Samedi soir : "Sans adieu", de Christophe Agou

En arrivant au cinéma, la Taulière constate un truc complètement inhabituel au Méliès, ciné d'art et d'essai où l'on est plutôt, d'habitude, dix dans la salle. Là, la file d'attente déborde dans la rue !

Or, ceci s'explique tout naturellement : le documentaire de Christophe Agou a pour sujet des paysans foréziens. Le Forez, voyez-vous, on est ici en plein dedans. Le village dont il est question, du côté de Montbrison, tout le monde ici voit très bien où il se situe. C'est donc une bobine qui va parler aux Stéphanois, quasiment, de "chez eux".

D'ailleurs, dans le public, on repère des spectateurs visiblement descendus de la montagne. De grands mecs qui marchent comme dans leur champ, des dames au teint tanné, des couples un peu endimanchés, des "gueules", bref : les Foréziens viennent se voir au cinoche, ou bien ce sont leurs cousins du Sud, de la Haute-Loire frontalière de Saint-Etienne. C'est la même histoire.

Dans la salle, ça va donner une ambiance curieuse : aucun moment de silence au cours du film malgré les "chuuttt !". Des commentaires chuchotés, des rires parfois mais le plus souvent, des remarques proférées à voix presque haute, et l'on sent planer un peu d'indignation. Que se passait-il donc ?

La Taulière n'est certes pas de la région, mais elle a en commun avec ces gens d'avoir passé son enfance - comme mon honorable lectorat a pu s'en rendre compte - dans un patelin de la Bresse Louhannaise, au coeur de la Saône-et-Loire profonde.

Ce que peuvent ressentir celleux qui sont issus du milieu paysan forézien, en voyant ce film, elle le comprend presque de l'intérieur. Une de ses meilleures amies d'ici, fille de paysans, est sortie de la projection un peu perturbée. Ces gens venus voir "leur pays" au cinoche ne se reconnaissaient pas.

Et pour cause : ce qu'a chroniqué Christophe Agou, patiemment, pendant treize années, ce sont bien sûr les derniers battements de coeur d'un monde agricole révolu. Mais celleux qu'il a choisi de filmer, ce ne sont pas des habitant.e.s "classiques" de cette région d'ailleurs plutôt riche, comparée à certains coins de Haute-Loire. Non : Christophe Agou a privilégié des portraits de paysan.ne.s célibataires, veuf.ve.s ou du moins, sans enfants, parfois un peu "originaux". Des gens très pauvres (appauvris par cela même qui devait leur assurer un patrimoine et une aisance), presque en marge, des isolé.e.s, oublié.e.s des services sociaux (mais pas de la Compagnie des Eaux).

Elles/ils vieillissent seul.e.s dans une ferme sans confort (c'est un euphémisme), dans la gêne financière et une crasse accumulée par manque de temps, manque de présence humaine à leurs côtés, manque d'aide, obligation de faire face seul.e.s à tout : soins du bétail (ce qu'il en reste) et de la basse-cour, bois pour le feu, foin, etc. Et tracasseries administratives (bravo le ministère de l'agriculture et ses services, bravo les services sociaux !).

Éléments stockés:

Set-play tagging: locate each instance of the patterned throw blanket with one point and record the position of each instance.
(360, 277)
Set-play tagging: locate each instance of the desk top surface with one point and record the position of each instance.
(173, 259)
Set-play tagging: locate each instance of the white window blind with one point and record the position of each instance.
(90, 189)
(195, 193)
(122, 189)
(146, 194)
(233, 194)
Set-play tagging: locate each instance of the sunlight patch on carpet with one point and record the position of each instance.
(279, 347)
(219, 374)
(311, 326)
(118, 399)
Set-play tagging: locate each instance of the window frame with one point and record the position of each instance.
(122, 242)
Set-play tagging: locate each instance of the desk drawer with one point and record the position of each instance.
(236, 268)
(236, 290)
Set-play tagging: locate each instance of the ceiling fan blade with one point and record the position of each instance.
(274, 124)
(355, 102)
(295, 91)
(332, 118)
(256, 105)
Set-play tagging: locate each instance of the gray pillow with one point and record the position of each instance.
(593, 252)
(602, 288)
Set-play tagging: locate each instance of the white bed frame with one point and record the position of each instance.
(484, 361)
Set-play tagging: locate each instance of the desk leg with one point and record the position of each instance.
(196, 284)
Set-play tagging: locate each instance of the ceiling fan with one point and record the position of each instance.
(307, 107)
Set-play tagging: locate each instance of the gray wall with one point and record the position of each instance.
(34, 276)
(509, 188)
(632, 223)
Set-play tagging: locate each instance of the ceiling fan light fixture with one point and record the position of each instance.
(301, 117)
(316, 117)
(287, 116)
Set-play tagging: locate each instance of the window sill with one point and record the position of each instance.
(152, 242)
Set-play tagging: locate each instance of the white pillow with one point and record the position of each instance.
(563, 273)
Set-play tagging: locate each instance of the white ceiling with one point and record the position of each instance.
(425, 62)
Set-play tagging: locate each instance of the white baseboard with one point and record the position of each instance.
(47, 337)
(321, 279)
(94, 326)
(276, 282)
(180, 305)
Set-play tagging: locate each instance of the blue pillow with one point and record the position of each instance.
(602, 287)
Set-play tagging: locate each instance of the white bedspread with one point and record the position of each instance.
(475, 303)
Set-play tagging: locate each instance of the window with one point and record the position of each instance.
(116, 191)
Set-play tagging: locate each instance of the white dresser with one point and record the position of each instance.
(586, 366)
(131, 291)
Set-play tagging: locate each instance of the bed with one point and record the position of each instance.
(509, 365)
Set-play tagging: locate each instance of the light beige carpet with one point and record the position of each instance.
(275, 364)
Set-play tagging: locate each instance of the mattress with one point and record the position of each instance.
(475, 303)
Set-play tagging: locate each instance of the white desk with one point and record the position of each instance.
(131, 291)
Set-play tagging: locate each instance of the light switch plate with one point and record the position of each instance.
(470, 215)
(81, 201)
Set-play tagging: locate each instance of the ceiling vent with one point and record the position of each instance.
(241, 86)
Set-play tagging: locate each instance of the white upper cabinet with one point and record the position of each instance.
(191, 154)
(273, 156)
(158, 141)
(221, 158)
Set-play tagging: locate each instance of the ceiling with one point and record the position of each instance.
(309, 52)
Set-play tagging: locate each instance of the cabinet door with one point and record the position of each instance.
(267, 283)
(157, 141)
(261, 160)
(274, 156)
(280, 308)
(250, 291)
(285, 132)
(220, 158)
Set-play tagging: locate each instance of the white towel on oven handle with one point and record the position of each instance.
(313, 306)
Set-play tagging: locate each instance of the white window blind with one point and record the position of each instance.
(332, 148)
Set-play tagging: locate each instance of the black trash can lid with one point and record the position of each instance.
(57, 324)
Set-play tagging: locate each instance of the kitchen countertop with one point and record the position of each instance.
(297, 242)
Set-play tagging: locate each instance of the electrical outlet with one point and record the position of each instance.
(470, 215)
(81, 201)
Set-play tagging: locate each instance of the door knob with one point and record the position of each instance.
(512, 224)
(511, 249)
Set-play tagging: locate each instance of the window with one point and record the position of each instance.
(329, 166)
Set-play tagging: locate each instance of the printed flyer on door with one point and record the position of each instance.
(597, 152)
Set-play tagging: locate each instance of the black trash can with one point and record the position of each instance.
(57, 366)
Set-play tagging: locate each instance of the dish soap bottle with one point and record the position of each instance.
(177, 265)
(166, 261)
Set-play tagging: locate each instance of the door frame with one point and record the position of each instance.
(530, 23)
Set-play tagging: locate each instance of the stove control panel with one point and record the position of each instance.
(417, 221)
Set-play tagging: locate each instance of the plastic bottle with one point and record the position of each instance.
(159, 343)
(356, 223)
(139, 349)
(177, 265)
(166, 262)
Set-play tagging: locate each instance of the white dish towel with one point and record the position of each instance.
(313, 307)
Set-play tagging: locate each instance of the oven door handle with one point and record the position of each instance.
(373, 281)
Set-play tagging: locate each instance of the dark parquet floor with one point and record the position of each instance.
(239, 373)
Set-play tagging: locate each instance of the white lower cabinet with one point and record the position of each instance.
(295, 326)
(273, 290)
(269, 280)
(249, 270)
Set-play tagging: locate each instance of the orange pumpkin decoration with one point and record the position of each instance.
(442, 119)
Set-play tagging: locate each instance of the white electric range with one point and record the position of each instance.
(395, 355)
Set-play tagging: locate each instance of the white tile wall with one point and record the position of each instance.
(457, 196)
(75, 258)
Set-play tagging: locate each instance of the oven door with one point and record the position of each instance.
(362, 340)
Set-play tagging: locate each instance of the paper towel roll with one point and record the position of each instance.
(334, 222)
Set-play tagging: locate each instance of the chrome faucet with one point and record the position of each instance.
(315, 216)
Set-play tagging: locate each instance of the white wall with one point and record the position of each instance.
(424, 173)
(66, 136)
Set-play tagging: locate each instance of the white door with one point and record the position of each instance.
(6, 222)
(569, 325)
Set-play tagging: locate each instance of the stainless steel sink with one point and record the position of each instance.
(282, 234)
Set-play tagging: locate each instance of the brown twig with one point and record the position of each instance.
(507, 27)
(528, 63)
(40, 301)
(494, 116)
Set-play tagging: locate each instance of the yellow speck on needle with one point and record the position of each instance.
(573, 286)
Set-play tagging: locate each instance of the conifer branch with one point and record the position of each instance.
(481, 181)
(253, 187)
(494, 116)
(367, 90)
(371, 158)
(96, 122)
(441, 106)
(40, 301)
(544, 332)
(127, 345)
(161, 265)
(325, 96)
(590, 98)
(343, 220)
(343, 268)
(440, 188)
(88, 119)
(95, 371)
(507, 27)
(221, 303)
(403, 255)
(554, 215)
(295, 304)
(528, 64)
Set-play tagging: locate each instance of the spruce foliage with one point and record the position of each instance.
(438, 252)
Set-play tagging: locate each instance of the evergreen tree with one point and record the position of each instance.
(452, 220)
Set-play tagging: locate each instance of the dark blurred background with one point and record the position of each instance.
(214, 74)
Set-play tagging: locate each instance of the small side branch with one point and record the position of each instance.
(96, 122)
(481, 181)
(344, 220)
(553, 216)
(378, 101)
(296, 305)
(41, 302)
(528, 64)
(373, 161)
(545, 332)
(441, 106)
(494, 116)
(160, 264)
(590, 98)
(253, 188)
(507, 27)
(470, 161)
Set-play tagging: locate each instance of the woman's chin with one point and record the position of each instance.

==

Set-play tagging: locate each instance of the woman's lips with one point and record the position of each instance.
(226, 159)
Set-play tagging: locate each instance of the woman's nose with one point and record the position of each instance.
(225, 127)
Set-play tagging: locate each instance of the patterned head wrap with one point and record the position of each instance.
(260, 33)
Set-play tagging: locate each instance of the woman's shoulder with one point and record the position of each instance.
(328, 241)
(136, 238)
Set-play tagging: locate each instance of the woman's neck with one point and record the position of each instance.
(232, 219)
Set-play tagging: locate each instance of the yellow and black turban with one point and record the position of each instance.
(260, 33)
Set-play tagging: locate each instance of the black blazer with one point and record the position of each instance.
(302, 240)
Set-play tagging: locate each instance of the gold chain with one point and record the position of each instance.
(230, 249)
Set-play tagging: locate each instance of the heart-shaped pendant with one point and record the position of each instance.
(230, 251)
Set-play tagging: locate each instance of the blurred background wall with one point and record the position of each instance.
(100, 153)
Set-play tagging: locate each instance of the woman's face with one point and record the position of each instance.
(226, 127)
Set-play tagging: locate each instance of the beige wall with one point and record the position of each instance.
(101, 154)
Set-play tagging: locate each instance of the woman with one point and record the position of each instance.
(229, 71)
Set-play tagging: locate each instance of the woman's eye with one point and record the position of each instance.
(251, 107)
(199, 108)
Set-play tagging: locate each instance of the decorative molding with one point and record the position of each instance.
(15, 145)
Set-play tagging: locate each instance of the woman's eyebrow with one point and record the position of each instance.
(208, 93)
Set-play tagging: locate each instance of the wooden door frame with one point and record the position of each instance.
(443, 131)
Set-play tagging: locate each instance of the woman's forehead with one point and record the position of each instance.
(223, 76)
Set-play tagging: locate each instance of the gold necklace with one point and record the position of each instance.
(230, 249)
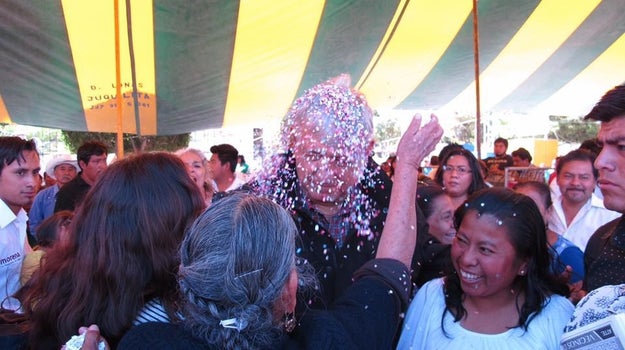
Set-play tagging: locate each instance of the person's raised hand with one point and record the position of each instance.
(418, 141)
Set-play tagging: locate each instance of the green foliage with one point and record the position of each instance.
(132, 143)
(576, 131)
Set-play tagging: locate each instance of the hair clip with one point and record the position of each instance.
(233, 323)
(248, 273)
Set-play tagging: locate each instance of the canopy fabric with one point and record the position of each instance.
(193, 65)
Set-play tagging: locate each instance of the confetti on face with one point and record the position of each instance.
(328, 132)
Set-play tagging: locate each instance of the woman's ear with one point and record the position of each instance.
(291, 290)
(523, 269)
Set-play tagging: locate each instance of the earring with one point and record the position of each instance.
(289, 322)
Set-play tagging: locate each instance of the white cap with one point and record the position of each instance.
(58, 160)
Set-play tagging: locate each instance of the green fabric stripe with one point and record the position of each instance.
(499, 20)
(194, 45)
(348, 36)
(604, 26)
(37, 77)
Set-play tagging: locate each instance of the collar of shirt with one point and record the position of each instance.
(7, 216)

* CONSIGNES DE L'EXERCICE *
**1)** Répondez à ces questions sur le texte consacré à « Sans adieu » :
(a) Combien d'années Christophe Agou a-t-il passées à filmer ce monde agricole ?
(b) Dans quelle région la Taulière a-t-elle passé son enfance ?
(c) De quelle ville se trouve proche le village dont parle le documentaire ?
**2)** Prolongez, s'il vous plaît, le texte consacré à « Sans adieu » en reprenant juste après sa dernière phrase.

* CORRIGÉ DE L'EXERCICE *
**1)**
(a) Treize années.
(b) Dans la Bresse Louhannaise, au cœur de la Saône-et-Loire.
(c) De Montbrison.

**2)**
On voit donc des fermes qui menacent ruine, où rien n'est jamais ni nettoyé, ni entretenu, ni remplacé, et des paysans au bout du rouleau.

Alors les spectateurs du Méliès, on sentait bien qu'ils étaient très gênés par ce portrait de groupe qui aurait pu laisser à penser (en écrivant ceci, on frémit à l'idée d'une telle projection à Paris ! Autant vaudrait leur montrer un film avec des petits hommes verts descendant d'une soucoupe volante), laisser à penser, donc, que "les paysans c'est ça". On les sentait se sentir trahis par l'un des leurs, et plus d'un.e lui en voulait.

Mais la réussite de Christophe Agou, justement, c'est de ne jamais céder à la tentation de s'évader du contexte. Il est là, il filme au plus près (très près). La caméra tourne dans l'intimité des paysan.ne.s, ne baisse que rarement le regard. Agou montre tout : les verres opaques par manque d'eau chaude savonneuse, la sieste à même le sol sur un assemblage hétéroclite de vieilles plaques de mousse, ou pire : dans la voiture (une vieille Ami 6 qui sert de poulailler et de niche à chien). Il filme celui qui dort, celle qui se lave les cheveux au-dessus d'une cuvette, celui qui pleure son frère au cimetière...

Par exemple la scène d'une traite (automatique tout de même) mais sur des vaches maculées de bouse jusqu'au milieu du dos, avec un appareil de traite sale. La caméra se balade sur un seau de lait où tournent les mouches, où une poule vient se taper une goulée au passage. Puis la caméra zoome sur le camion de Candia qui quitte la ferme. Raccourci saisissant, effet comique en première approche et coeur serré tout de suite après, mais aussi propos politique : il y a ce lait péniblement et salement tiré, dans l'impossibilité de faire mieux, et il y a ce camion qui vient chercher le liquide acheté à rien du tout et qui sera revendu très cher après un circuit compliqué dans des tuyaux entièrement dévolus au profit, et certainement pas au respect du produit.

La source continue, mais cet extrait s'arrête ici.